It has been said that a surgeon’s skill and judgment account for between 80% and 90% of a patient’s outcome. (I believe this is true for both surgical and nonsurgical treatments.) Throw in a physician’s ability to listen and clearly communicate with patients, and I am sure we are approaching that 90% mark. That means that when we conduct randomized trials comparing two types of knee prostheses or fracture-fixation constructs, we are, in essence, scrutinizing only about 10% of the patient-outcome equation.
So how do we best evaluate the 90% of the outcome equation that is physician-dependent? With the advent of “bundled” episodes of care, the orthopaedic community has emphasized the need for risk-adjustment in evaluating surgeon performance. Clearly, there are certain patients who are at higher risk for worse outcomes than others, such as those with diabetes, nicotine abuse, advanced age, and less social support.
In the December 19. 2018 issue of The Journal, Thigpen et al. report on patient outcomes 6 months after arthroscopic rotator cuff repair in 995 patients treated by 34 surgeons. The authors evaluated patient-reported outcomes from all surgeons using both unadjusted and adjusted ASES change scores. The adjusted scores took into account about a dozen baseline patient characteristics, including symptom severity, functional and mental scores, medical comorbidities, and Workers’ Compensation status. Relative to performance rankings based on unadjusted data, risk adjustment significantly altered the rankings for 91% of the surgeons. According to the authors, these findings “underpin the importance of risk-adjustment approaches to accurately report surgeon performance.”

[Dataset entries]

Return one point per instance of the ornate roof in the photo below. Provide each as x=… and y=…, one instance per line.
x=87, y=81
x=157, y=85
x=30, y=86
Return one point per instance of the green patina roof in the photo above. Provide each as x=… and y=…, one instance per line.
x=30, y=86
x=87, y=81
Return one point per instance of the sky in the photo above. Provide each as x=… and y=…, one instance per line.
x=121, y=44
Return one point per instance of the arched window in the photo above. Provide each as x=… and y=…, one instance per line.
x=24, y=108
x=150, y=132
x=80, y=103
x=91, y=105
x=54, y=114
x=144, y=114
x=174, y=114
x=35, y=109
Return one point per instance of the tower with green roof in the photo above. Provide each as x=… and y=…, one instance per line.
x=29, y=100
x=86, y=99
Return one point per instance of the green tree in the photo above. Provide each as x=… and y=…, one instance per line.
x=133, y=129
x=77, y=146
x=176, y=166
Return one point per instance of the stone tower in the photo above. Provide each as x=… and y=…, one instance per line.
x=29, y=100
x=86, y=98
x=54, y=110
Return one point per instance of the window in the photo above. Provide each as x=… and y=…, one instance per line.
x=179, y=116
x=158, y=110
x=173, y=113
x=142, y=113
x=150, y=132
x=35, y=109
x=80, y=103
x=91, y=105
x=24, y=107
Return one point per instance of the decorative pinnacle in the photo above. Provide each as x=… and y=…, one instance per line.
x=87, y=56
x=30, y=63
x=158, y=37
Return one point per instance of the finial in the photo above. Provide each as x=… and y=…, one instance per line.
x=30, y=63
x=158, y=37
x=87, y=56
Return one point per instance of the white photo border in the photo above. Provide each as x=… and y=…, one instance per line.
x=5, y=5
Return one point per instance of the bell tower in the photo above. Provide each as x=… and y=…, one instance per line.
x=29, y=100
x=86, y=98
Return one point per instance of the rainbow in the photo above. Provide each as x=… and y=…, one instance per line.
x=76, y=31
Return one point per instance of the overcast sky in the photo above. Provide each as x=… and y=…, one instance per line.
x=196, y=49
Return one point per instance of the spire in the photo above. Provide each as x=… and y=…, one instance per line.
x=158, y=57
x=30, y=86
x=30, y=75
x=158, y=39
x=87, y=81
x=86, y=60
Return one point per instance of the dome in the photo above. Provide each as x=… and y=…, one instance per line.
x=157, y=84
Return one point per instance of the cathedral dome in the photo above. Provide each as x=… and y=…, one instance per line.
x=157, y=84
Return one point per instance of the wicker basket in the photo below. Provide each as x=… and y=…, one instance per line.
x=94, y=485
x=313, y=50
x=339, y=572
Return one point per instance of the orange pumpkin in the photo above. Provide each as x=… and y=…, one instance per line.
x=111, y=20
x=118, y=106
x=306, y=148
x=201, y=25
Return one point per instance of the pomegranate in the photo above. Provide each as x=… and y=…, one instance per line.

Directions for this task: In the text on surgeon performance, write out again the part that opens with the words containing "So how do we" and closes with "less social support.", putting "tobacco use" in place of "nicotine abuse".

Result:
So how do we best evaluate the 90% of the outcome equation that is physician-dependent? With the advent of “bundled” episodes of care, the orthopaedic community has emphasized the need for risk-adjustment in evaluating surgeon performance. Clearly, there are certain patients who are at higher risk for worse outcomes than others, such as those with diabetes, tobacco use, advanced age, and less social support.